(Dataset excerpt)
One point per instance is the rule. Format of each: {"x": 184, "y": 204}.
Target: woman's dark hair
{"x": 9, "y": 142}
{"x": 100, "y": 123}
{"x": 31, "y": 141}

Job: Render the items above as a two-column CSV with the columns "text" and "answer," one row per item. Put each value in a single quoted field and replace any line breaks with spaces.

Worked solution:
text,answer
"One point per instance is the rule. Format of each: {""x"": 184, ""y"": 204}. Target: woman's dark hair","{""x"": 9, ""y"": 142} {""x"": 100, ""y"": 123} {""x"": 31, ""y"": 141}"